PROBLEM DETAILS>
The answer is the complete listing below, written out again exactly.

MATERIAL PROVIDED>
----------
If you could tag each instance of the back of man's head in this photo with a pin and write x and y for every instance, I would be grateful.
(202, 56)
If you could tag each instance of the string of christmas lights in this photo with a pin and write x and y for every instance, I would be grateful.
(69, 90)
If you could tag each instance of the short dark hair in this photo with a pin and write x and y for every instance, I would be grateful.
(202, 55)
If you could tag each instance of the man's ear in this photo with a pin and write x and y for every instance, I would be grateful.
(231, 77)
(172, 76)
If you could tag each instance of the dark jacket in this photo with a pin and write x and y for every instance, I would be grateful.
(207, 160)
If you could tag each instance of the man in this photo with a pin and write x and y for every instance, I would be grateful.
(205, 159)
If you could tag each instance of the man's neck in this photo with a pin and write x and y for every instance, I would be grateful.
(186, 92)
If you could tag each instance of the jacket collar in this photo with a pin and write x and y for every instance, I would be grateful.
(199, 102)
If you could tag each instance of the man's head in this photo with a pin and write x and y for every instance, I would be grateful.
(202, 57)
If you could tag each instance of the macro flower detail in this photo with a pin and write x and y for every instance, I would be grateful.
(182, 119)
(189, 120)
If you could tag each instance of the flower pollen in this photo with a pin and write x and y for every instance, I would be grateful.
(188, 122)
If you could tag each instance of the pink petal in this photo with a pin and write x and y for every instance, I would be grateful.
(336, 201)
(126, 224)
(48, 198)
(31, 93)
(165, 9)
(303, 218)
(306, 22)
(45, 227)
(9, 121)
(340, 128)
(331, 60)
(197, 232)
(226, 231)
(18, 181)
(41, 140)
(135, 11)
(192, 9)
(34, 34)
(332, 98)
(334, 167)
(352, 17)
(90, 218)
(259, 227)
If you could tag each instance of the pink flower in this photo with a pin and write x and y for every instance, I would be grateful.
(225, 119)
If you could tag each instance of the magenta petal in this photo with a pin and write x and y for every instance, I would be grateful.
----------
SOLUTION FOR THIS EXERCISE>
If you could tag each instance of the back of man's head in this photo with a pin and write x and y for every instance, I would be grateful.
(202, 56)
If you could tag each instance of the string of christmas lights in this photo with a pin and write x and y for every instance, I would be grateful.
(69, 90)
If you could tag each instance of the short dark hair in this photo with a pin and write x and y for every instance, I would be grateful.
(202, 55)
If you could tag each instance of the man's ear in this photo with a pin and write x and y for every instance, I would be grateful.
(231, 77)
(172, 76)
If you could tag each instance of the dark jacket in this photo with a pin and write x and y for every instance, I would be grateful.
(207, 160)
If you could tag each instance of the man in this photo with a pin and write x and y for every instance, I would be grateful.
(205, 159)
If you could tag each instance of the man's neck in this photo with a pin and write x and y for every instance, I would be grateful.
(186, 92)
If you could tag each instance of the jacket collar in this photo with a pin and write x and y for every instance, I would be grateful.
(199, 102)
If you could tag each instance of the man's head in this photo with a pin and write x and y for every instance, I would be grateful.
(202, 57)
If you could tag each instance of the macro flower detail in this photo with a pin and write x and y for every instance, I would be grateful.
(182, 119)
(189, 120)
If you could tag each instance of the flower pollen in this photo with a pin and write x and y for every instance, I would be grateful.
(188, 122)
If you could tag each instance of the pink petal in this photo with a pin and write x and y for every instance, I would be grateful.
(336, 201)
(126, 224)
(48, 198)
(31, 93)
(165, 9)
(303, 218)
(306, 22)
(45, 227)
(9, 121)
(340, 128)
(331, 60)
(197, 232)
(226, 231)
(18, 181)
(41, 140)
(135, 11)
(192, 9)
(34, 34)
(332, 98)
(334, 167)
(352, 17)
(90, 218)
(259, 227)
If you could tag each instance of the pink flower in this photo with a pin and write x and y for every instance, I would be grateful.
(225, 119)
If you could tag each instance of the magenta petal in this photo with a pin and write x and y for every instance, I would be grateful.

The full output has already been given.